Records from a point labeling set:
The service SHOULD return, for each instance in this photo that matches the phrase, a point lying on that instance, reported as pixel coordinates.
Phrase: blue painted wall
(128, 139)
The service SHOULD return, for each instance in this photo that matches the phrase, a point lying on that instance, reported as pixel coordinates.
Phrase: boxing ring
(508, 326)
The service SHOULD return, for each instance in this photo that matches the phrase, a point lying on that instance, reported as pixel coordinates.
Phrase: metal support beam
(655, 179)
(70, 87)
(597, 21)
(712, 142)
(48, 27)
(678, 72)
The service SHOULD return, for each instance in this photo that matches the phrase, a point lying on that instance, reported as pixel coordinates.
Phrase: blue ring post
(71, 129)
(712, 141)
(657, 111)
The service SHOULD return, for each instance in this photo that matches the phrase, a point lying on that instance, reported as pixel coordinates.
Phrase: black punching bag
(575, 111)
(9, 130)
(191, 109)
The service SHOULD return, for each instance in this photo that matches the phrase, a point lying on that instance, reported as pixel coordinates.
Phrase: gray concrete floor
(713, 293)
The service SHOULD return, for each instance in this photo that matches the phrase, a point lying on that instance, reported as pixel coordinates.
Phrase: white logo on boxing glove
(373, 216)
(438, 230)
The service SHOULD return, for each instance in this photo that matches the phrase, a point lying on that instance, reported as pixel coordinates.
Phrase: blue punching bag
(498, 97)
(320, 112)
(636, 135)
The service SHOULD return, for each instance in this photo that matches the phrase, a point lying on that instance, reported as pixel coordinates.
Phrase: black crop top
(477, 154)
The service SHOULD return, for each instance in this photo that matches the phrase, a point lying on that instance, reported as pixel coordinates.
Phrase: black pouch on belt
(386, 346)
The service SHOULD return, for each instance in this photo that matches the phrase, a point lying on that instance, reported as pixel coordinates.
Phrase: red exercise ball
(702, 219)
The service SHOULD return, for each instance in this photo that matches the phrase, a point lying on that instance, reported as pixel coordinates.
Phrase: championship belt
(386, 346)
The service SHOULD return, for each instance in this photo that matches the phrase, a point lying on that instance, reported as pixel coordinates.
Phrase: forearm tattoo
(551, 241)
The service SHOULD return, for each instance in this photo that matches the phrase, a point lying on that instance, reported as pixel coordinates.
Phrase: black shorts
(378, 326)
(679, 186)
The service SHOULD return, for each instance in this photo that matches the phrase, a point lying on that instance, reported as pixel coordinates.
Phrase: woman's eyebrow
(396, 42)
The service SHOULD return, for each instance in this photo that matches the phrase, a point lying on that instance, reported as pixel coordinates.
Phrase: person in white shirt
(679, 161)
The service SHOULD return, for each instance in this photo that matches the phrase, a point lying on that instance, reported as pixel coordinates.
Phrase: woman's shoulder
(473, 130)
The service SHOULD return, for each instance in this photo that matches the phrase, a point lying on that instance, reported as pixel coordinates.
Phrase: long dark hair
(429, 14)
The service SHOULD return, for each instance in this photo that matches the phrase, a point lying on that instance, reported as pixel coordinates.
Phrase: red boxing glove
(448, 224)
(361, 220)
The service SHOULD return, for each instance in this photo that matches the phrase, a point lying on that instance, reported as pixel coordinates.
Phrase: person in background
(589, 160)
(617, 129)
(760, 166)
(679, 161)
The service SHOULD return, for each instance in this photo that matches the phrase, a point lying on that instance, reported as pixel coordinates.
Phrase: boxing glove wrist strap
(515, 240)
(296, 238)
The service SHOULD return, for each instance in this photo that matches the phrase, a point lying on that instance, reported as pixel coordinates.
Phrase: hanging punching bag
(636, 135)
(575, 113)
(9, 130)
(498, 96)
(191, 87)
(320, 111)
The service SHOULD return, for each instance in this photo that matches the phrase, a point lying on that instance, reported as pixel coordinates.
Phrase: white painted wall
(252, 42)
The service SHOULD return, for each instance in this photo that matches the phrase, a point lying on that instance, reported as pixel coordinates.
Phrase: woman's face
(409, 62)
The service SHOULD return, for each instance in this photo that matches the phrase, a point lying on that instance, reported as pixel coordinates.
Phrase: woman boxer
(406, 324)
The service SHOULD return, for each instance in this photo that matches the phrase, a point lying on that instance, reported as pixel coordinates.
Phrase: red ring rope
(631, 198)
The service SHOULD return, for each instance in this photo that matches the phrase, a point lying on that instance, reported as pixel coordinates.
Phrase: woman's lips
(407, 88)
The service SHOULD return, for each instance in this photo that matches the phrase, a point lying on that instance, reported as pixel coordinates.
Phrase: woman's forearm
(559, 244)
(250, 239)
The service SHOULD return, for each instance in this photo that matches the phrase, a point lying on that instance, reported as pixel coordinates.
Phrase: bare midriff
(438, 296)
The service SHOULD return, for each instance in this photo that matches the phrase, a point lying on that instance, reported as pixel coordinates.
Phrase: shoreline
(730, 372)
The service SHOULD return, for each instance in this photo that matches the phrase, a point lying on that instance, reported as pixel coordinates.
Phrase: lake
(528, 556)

#### THE REQUEST
Each line above must be reproduced exactly as it stands.

#### RESULT BELOW
The service SHOULD return, for each instance in this photo that matches the phrase, a point lying on that instance, reported as pixel coordinates.
Phrase: blue painted wall
(128, 139)
The service SHOULD return, for each instance in this photo that matches the phrase, a point lying on that instance, reported as pixel coordinates.
Phrase: boxing ring
(508, 326)
The service SHOULD return, for each instance in this photo that matches the phrase, a point lying on that instance, reported as pixel coordinates.
Phrase: metal support beam
(655, 179)
(70, 87)
(597, 21)
(712, 142)
(48, 27)
(678, 72)
The service SHOULD return, for each instance in this photo that matches the phrase, a point lying on that instance, reported as pixel coordinates.
Phrase: blue ring post
(71, 129)
(712, 141)
(657, 111)
The service SHOULD return, for each instance in this photo that matches the phrase, a point lying on that instance, reported as pixel coordinates.
Phrase: black punching bag
(575, 111)
(9, 130)
(191, 109)
The service SHOULD return, for each instance in this photo that matches the phrase, a point lying on that instance, reported as pixel coordinates.
Phrase: gray concrete floor
(713, 293)
The service SHOULD return, for each instance in this photo that matches the phrase, a point lying on that instance, reported as pixel coordinates.
Phrase: white logo on boxing glove
(373, 216)
(438, 230)
The service SHOULD return, for each instance in this photo that matches the phrase, a point lying on that instance, reported as pixel coordinates.
Phrase: blue punching bag
(498, 97)
(320, 112)
(636, 135)
The service SHOULD return, for each instance in this photo that matches the phrase, a point lying on that instance, reported as pixel coordinates.
Phrase: black crop top
(477, 154)
The service SHOULD return, for each instance in this photo that matches the phrase, a point lying on that instance, reported as pixel coordinates.
Phrase: black pouch on belt
(386, 346)
The service SHOULD return, for each instance in this photo that matches the phrase, a point lying on that instance, reported as pixel coordinates.
Phrase: red exercise ball
(702, 219)
The service SHOULD return, for each instance in this photo that matches the phrase, a point lying on that instance, reported as pixel coordinates.
Phrase: championship belt
(386, 346)
The service SHOULD return, for each instance in this photo that matches the phrase, a point lying on that instance, reported as pixel coordinates.
Phrase: forearm tattoo
(551, 241)
The service SHOULD return, for each instance in this photo that matches the phrase, a point lying on that instance, reported as pixel coordinates.
Phrase: black shorts
(378, 326)
(679, 186)
The service SHOULD return, for each instance in this photo that matches the phrase, a point lying on that instance, reported as pixel coordinates.
Phrase: woman's eyebrow
(396, 42)
The service SHOULD return, for each instance in this photo that matches the phrase, a point lying on that instance, reported as pixel coordinates.
Phrase: person in white shirt
(679, 161)
The service SHOULD return, for each instance in this photo that matches the phrase, a point lying on that instance, reported as pixel coordinates.
Phrase: woman's shoulder
(473, 130)
The service SHOULD return, for each instance in this photo that matches the phrase, a point lying on that instance, reported as pixel coordinates.
Phrase: long dark hair
(429, 14)
The service SHOULD return, for each instance in this photo that matches the phrase, a point lying on that instance, reported as pixel coordinates.
Phrase: red boxing glove
(448, 224)
(361, 220)
The service SHOULD return, for each instance in this photo that matches the phrase, a point lying on that instance, reported as pixel coordinates.
Phrase: person in background
(589, 160)
(617, 129)
(760, 166)
(679, 161)
The service SHOULD return, for each instance in this photo that matches the phrase, a point lying on that instance, reported as pixel coordinates.
Phrase: boxing glove wrist strap
(515, 240)
(296, 238)
The service SHOULD return, for each instance in this photo that matches the phrase, a point lying on that instance, reported as pixel coordinates.
Phrase: hanging punching bag
(636, 135)
(575, 113)
(9, 130)
(498, 96)
(191, 87)
(320, 111)
The service SHOULD return, for each instance in this photo that matches the phrase, a point lying on that instance, reported as pixel coordinates.
Phrase: white painted wall
(252, 42)
The service SHOULD return, for each instance in this photo that matches the phrase, a point lying on that instance, reported as pixel coordinates.
Phrase: woman's face
(409, 62)
The service SHOULD return, for each instance in this photo that matches the phrase, a point lying on that instance, reported as pixel coordinates.
Phrase: woman boxer
(406, 324)
The service SHOULD return, for each instance in this photo that matches the phrase, a point lying on that instance, reported as pixel coordinates.
Phrase: red ring rope
(631, 198)
The service SHOULD return, for each instance in this photo that matches the phrase, a point lying on that instance, reported as pixel coordinates.
Phrase: woman's lips
(407, 88)
The service SHOULD return, for each instance in this photo that matches the phrase, a point lying on that instance, reported as pixel coordinates.
Phrase: woman's forearm
(559, 244)
(250, 239)
The service SHOULD return, for each instance in this photo that matches the phrase, a point lying on that instance, reported as pixel coordinates.
Phrase: bare midriff
(438, 296)
The service SHOULD return, for each instance in this photo that matches the phrase, a point lying on that instance, reported as pixel coordinates.
Phrase: shoreline
(730, 372)
The service SHOULD return, for each instance in this photo that matches the phrase, a point lying on that instance, reported as pixel coordinates.
Phrase: lake
(528, 556)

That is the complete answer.